=== EXERCISE BRIEF ===
Each line of the data must be copied exactly.
** EXTRACTED MATERIAL follows **
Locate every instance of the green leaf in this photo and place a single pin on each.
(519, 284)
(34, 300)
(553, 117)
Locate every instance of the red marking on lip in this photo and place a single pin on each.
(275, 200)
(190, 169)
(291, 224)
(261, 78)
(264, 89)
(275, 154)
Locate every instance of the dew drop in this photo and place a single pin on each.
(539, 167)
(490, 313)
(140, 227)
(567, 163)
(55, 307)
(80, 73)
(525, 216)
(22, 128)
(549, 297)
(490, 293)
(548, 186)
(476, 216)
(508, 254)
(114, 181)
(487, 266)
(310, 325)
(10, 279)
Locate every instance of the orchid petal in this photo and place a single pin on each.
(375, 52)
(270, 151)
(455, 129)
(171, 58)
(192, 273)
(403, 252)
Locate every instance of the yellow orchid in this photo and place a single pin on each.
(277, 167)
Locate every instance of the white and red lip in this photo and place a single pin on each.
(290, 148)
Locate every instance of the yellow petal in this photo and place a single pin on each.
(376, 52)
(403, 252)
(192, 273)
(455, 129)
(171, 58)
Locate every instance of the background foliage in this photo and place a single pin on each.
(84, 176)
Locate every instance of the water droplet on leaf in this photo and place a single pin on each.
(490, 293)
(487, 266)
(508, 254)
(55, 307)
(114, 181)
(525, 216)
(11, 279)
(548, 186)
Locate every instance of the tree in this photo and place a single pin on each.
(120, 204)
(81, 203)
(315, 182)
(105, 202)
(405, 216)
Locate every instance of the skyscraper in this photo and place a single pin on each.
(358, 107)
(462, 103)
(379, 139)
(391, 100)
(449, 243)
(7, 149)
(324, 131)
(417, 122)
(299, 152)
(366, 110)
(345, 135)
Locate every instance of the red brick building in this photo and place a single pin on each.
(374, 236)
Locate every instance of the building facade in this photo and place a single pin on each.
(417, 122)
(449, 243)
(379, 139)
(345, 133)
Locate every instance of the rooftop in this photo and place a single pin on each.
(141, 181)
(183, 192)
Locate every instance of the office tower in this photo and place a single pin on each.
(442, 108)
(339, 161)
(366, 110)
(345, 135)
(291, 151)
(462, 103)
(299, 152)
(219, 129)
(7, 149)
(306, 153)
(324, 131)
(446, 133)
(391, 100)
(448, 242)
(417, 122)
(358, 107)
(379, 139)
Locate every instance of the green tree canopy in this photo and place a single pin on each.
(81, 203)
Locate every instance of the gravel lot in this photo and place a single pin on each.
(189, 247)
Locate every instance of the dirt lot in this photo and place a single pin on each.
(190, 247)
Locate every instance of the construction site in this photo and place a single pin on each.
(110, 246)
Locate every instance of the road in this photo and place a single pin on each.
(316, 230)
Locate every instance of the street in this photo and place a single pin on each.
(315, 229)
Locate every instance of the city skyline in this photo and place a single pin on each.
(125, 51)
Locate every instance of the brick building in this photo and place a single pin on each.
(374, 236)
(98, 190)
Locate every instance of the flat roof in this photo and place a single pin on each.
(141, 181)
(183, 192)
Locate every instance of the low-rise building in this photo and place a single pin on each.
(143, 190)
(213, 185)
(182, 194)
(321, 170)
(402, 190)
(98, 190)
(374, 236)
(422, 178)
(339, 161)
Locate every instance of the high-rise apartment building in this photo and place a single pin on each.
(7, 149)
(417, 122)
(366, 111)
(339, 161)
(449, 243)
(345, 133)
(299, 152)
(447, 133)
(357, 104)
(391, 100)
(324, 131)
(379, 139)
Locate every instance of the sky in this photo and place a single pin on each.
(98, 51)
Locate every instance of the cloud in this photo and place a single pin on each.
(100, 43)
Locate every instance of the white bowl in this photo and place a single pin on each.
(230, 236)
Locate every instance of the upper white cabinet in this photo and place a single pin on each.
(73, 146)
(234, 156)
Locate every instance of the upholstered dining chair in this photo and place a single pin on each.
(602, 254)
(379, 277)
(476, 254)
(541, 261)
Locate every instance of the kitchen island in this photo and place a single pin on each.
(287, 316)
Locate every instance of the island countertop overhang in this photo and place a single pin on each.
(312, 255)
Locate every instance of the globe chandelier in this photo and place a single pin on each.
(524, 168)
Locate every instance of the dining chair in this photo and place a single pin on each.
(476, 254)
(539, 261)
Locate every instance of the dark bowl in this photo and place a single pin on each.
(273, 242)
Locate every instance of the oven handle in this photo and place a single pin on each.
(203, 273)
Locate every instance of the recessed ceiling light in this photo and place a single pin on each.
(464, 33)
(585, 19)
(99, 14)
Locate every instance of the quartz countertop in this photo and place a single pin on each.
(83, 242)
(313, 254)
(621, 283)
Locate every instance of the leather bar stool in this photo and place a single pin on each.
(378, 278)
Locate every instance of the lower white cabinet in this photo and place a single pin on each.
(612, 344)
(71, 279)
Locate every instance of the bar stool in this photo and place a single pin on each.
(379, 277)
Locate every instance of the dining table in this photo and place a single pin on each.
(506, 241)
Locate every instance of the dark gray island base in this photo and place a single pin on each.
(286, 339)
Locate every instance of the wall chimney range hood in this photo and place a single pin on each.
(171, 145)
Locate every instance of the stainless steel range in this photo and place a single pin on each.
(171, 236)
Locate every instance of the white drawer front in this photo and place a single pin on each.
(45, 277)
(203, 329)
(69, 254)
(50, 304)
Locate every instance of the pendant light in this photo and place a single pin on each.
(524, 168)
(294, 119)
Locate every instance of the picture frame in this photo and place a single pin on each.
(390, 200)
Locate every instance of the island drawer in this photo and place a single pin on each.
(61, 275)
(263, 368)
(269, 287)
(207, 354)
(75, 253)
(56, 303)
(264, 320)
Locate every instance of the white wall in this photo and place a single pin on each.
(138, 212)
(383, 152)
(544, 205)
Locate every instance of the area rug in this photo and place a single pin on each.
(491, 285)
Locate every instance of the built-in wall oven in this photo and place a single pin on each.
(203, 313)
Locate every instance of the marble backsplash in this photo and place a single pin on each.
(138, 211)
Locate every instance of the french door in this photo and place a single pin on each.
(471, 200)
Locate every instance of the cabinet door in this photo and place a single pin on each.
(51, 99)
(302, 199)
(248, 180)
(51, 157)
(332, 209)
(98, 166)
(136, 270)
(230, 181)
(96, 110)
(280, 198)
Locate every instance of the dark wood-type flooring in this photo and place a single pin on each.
** End of EXTRACTED MATERIAL **
=== OUTPUT ===
Locate every instance of the green leaf in this photo and place a single pin on each.
(519, 284)
(34, 300)
(553, 117)
Locate every instance of the red marking on lip in this photo and place a single pin on each.
(275, 200)
(190, 169)
(291, 224)
(261, 78)
(264, 89)
(275, 154)
Locate every instance of the dew drop in this photo and place a single pin on each.
(539, 167)
(490, 313)
(140, 227)
(567, 163)
(55, 307)
(80, 73)
(525, 216)
(22, 128)
(549, 297)
(490, 293)
(548, 186)
(476, 216)
(508, 254)
(114, 181)
(487, 266)
(310, 325)
(10, 279)
Locate every instance of the orchid petal in this photo and place a single pin on each.
(375, 52)
(270, 151)
(455, 129)
(171, 58)
(192, 273)
(403, 252)
Locate every instance of the yellow orchid in this photo and place a single pin on each.
(277, 167)
Locate every instance of the white and red lip in this photo and place a single pin on each.
(290, 148)
Locate every instance of the yellow petal in this photo and place a single pin on each.
(376, 52)
(403, 252)
(192, 273)
(455, 129)
(171, 58)
Locate every instance of the background foliage in this photo and place a single pin on each.
(84, 176)
Locate every instance of the water droplet on leaf in this photo and place a single pin on each.
(490, 293)
(487, 266)
(508, 254)
(55, 307)
(114, 181)
(525, 216)
(11, 279)
(548, 186)
Locate every instance of the tree in this photo and place a single pin on each.
(120, 204)
(81, 203)
(315, 182)
(105, 202)
(405, 216)
Locate every instance of the skyscraper in this photo and place a single pin on each.
(358, 107)
(462, 103)
(379, 139)
(391, 100)
(449, 243)
(7, 149)
(324, 131)
(417, 122)
(299, 152)
(366, 110)
(345, 135)
Locate every instance of the red brick building in this photo and place a single pin on each.
(374, 236)
Locate every instance of the building facade in this photo and place a single pin on each.
(417, 122)
(449, 243)
(379, 139)
(345, 133)
Locate every instance of the rooftop in this photo and place a single pin on each.
(141, 181)
(183, 192)
Locate every instance of the office tower in this photo and place a single pin on each.
(442, 108)
(339, 161)
(366, 110)
(345, 135)
(291, 151)
(462, 103)
(299, 152)
(219, 129)
(7, 149)
(306, 153)
(324, 131)
(446, 133)
(391, 100)
(448, 242)
(417, 122)
(358, 107)
(379, 139)
Locate every instance of the green tree canopy in this photo and place a single pin on each.
(81, 203)
Locate every instance of the gravel lot in this photo and place a single pin on each.
(189, 247)
Locate every instance of the dirt lot in this photo and place a single pin on each.
(190, 247)
Locate every instance of the construction site in this photo and place a single pin on each.
(110, 246)
Locate every instance of the road in this photo and place a single pin on each.
(316, 230)
Locate every instance of the street in this photo and place a single pin on each.
(315, 229)
Locate every instance of the city skyline in this photo and place a single pin on each.
(125, 51)
Locate every instance of the brick building in this photo and place a single pin on each.
(374, 236)
(98, 190)
Locate every instance of the flat roof in this photo and place a single pin on each.
(141, 181)
(183, 192)
Locate every instance of the low-rise building in this photo and place a single pin on each.
(143, 190)
(213, 185)
(182, 194)
(321, 170)
(402, 190)
(98, 190)
(374, 236)
(422, 178)
(339, 161)
Locate every instance of the high-rise apartment building in this photo and place a single pin on each.
(7, 149)
(417, 122)
(366, 111)
(339, 161)
(449, 243)
(345, 133)
(299, 152)
(447, 133)
(357, 104)
(391, 100)
(324, 131)
(379, 139)
Locate every instance of the sky in this photo and place a single pin on each.
(98, 51)
Locate every instance of the cloud in this photo and place a single pin on each.
(100, 43)
Locate every instance of the white bowl in this photo and place a single pin on each.
(230, 236)
Locate every instance of the upper white cabinet in this photo and place a single pin on each.
(73, 146)
(234, 156)
Locate every instance of the upholstered dining chair in this photo and place a single pin on each.
(602, 254)
(379, 277)
(476, 254)
(541, 261)
Locate every instance of the kitchen island in this photo and place a single pin on each.
(287, 316)
Locate every instance of the island countertop overhang in this photo and place a single pin on each.
(312, 255)
Locate every instance of the globe chandelier in this photo and place a single pin on each.
(524, 168)
Locate every instance of the dining chair in this photo and place a single pin on each.
(476, 254)
(539, 261)
Locate every instance of the dark bowl in this photo and place a single pin on each.
(273, 242)
Locate every instance of the oven handle in this photo and place a single pin on each.
(203, 273)
Locate every instance of the recessed ceiling light in this photo and place a single pin on each.
(464, 33)
(585, 19)
(99, 14)
Locate every instance of the quartz countertop in this photo and place a single pin on each.
(83, 242)
(313, 254)
(621, 283)
Locate every instance of the leather bar stool in this photo and place a single pin on each.
(378, 278)
Locate every instance of the lower white cabinet in this photo and place a single pin on each.
(612, 344)
(71, 279)
Locate every instance of the bar stool in this photo and place a single pin on each.
(379, 277)
Locate every instance of the dining table in this photo and place a single pin on each.
(506, 241)
Locate every instance of the dark gray island base in this photo and place a single pin on each.
(286, 339)
Locate every instance of the wall chimney range hood in this photo and place a single pin on each.
(171, 145)
Locate every instance of the stainless steel range in this photo and place a single pin on each.
(171, 236)
Locate every instance of the white drawer front in this photo and place a single pin on each.
(45, 277)
(203, 329)
(69, 254)
(50, 304)
Locate every instance of the pendant light in this photo and place a single pin on each.
(524, 168)
(294, 119)
Locate every instance of the picture frame in this photo and place a single pin on each.
(390, 200)
Locate every instance of the island drawer in this photo and place a single pin on each.
(61, 275)
(263, 368)
(269, 287)
(207, 354)
(75, 253)
(56, 303)
(264, 320)
Locate every instance of the white wall in this photo and place a single pin on each.
(138, 212)
(383, 152)
(544, 205)
Locate every instance of the area rug in this photo and place a single pin on each.
(491, 285)
Locate every instance of the built-in wall oven in this photo and place a single pin on each.
(203, 313)
Locate every instance of the marble backsplash in this photo and place a single pin on each.
(138, 211)
Locate every instance of the french door in this photo and place a single pin on each.
(471, 200)
Locate every instance of the cabinet door in this photo and place a single pin on each.
(51, 99)
(302, 199)
(248, 180)
(51, 157)
(332, 209)
(98, 166)
(136, 270)
(230, 181)
(96, 110)
(280, 198)
Locate every instance of the dark wood-type flooring in this photo and place a single pin on each.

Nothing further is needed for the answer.